── Входные данные
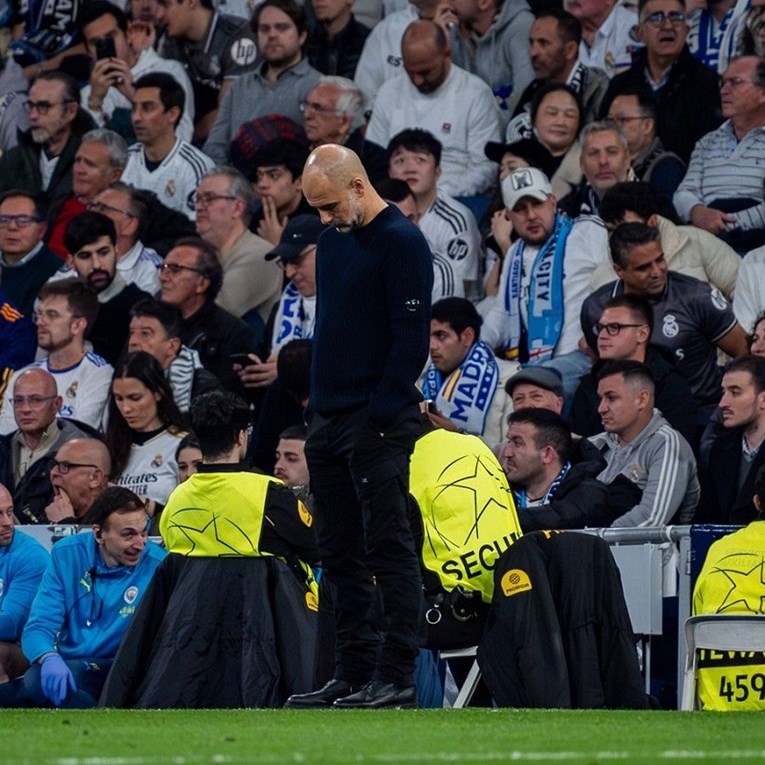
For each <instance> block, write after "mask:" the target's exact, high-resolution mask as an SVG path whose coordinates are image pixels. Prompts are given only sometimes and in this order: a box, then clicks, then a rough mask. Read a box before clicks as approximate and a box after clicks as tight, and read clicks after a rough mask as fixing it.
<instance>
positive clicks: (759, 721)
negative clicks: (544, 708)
mask: <svg viewBox="0 0 765 765" xmlns="http://www.w3.org/2000/svg"><path fill="white" fill-rule="evenodd" d="M0 721H1V724H2V738H0V762H2V763H3V765H6V764H9V763H14V765H15V764H16V763H18V764H19V765H21V764H22V763H29V764H30V765H32V763H34V765H38V764H39V765H161V764H162V763H174V765H187V764H188V765H203V764H204V763H211V764H215V763H219V764H220V765H239V763H317V764H319V765H325V764H326V765H335V764H337V765H345V763H386V764H390V763H394V764H395V763H402V764H404V765H405V764H407V763H462V762H464V763H501V762H534V763H600V762H604V763H610V762H623V763H633V762H635V763H655V762H674V763H691V762H692V763H703V764H704V765H712V764H715V765H717V764H718V763H719V765H731V763H737V762H743V763H746V762H765V726H763V725H762V722H763V717H762V715H760V714H758V713H729V714H719V713H718V714H715V713H692V714H682V713H678V712H629V711H624V712H622V711H614V712H603V711H545V710H485V709H466V710H420V711H401V710H384V711H377V712H366V711H365V712H362V711H344V712H341V711H337V712H336V711H330V710H327V711H320V712H314V711H296V710H231V711H222V710H198V711H185V710H172V711H127V710H93V711H62V710H56V711H52V710H49V711H44V710H28V711H27V710H24V711H22V710H3V711H2V712H1V713H0Z"/></svg>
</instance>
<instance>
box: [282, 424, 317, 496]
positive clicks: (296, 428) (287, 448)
mask: <svg viewBox="0 0 765 765" xmlns="http://www.w3.org/2000/svg"><path fill="white" fill-rule="evenodd" d="M306 438H308V428H307V427H306V426H305V425H292V426H290V427H289V428H285V429H284V430H283V431H282V432H281V433H280V434H279V445H278V446H277V447H276V452H275V455H274V456H275V457H276V462H275V463H274V475H275V476H276V477H277V478H278V479H279V480H281V481H284V483H285V484H286V485H287V486H288V487H289V488H290V489H292V490H293V491H295V490H296V489H305V491H306V493H307V492H308V487H309V483H310V477H309V475H308V463H307V462H306V460H305V441H306Z"/></svg>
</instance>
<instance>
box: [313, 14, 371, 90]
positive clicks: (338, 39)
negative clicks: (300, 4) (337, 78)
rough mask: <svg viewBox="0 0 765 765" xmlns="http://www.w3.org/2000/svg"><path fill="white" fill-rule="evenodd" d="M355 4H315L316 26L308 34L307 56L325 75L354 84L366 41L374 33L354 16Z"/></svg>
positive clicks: (317, 70) (314, 16)
mask: <svg viewBox="0 0 765 765" xmlns="http://www.w3.org/2000/svg"><path fill="white" fill-rule="evenodd" d="M353 4H354V0H314V1H313V2H312V3H311V7H312V8H313V15H314V17H315V19H316V23H314V24H313V25H312V27H311V28H309V30H308V39H307V40H306V56H307V58H308V61H309V63H310V64H311V66H312V67H313V68H314V69H316V70H317V71H319V72H321V73H322V74H329V75H340V76H341V77H347V78H348V79H350V80H352V79H353V76H354V75H355V74H356V65H357V64H358V62H359V57H360V56H361V51H362V49H363V48H364V41H365V40H366V39H367V37H368V36H369V32H370V31H371V30H370V29H369V27H366V26H364V25H363V24H361V23H360V22H359V21H357V20H356V18H355V16H354V15H353V13H352V12H351V9H352V8H353Z"/></svg>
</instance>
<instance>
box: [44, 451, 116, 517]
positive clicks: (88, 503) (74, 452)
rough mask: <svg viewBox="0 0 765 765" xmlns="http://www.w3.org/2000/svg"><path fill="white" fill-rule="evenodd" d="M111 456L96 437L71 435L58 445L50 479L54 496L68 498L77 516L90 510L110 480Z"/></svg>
mask: <svg viewBox="0 0 765 765" xmlns="http://www.w3.org/2000/svg"><path fill="white" fill-rule="evenodd" d="M111 472H112V458H111V454H110V453H109V449H108V448H107V447H106V444H104V443H103V442H102V441H99V440H98V439H97V438H73V439H71V440H70V441H67V442H66V443H63V444H61V446H59V448H58V451H57V452H56V462H55V463H54V465H53V467H52V468H51V471H50V481H51V484H52V485H53V491H54V492H55V494H56V495H57V496H61V495H62V494H63V495H65V496H66V497H68V499H69V501H70V502H71V504H72V511H73V512H74V516H75V517H76V518H82V517H83V516H84V515H85V513H87V512H88V510H90V507H91V505H92V504H93V502H95V500H96V498H97V497H98V496H99V495H100V494H101V492H102V491H103V490H104V489H105V488H106V486H107V485H108V483H109V476H110V475H111Z"/></svg>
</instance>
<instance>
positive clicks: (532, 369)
mask: <svg viewBox="0 0 765 765" xmlns="http://www.w3.org/2000/svg"><path fill="white" fill-rule="evenodd" d="M522 382H525V383H530V384H531V385H536V386H537V387H539V388H544V389H545V390H549V391H550V392H551V393H554V394H555V395H556V396H560V397H561V398H563V378H562V377H561V374H560V372H559V371H558V370H557V369H551V368H550V367H526V368H525V369H522V370H521V371H520V372H516V373H515V374H514V375H513V376H512V377H511V378H510V379H509V380H508V381H507V382H506V383H505V390H506V391H507V395H508V396H512V395H513V390H515V386H516V385H518V384H519V383H522Z"/></svg>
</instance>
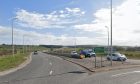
────
**Цель задания**
Найдите в записях выше все строки, где есть слово «negative», и перепишите их. Регистр букв учитывается.

**Ваш ответ**
negative clicks: (544, 708)
negative clicks: (300, 4) (337, 78)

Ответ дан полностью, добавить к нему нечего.